#### Problem requirements:
Edit the material below by replacing "query" with "prompt" and keeping all other text unchanged. Omit the picture from your answer.
[begin Supplied data]
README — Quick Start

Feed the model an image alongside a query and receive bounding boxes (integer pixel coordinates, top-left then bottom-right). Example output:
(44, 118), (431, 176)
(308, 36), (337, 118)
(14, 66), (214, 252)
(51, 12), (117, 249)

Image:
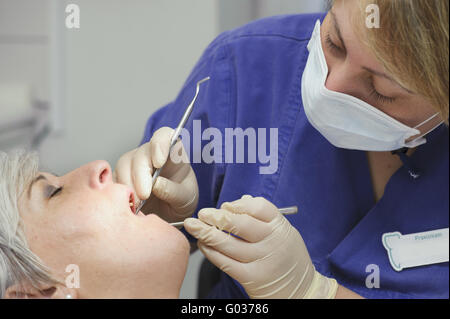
[end Supplied data]
#### Solution for this exercise:
README — Quick Start

Feed the model an image alongside a prompt and receive bounding boxes (integer pixel coordinates, top-left then bottom-right). Example output:
(44, 118), (431, 176)
(308, 36), (337, 118)
(14, 66), (214, 252)
(51, 12), (117, 249)

Image:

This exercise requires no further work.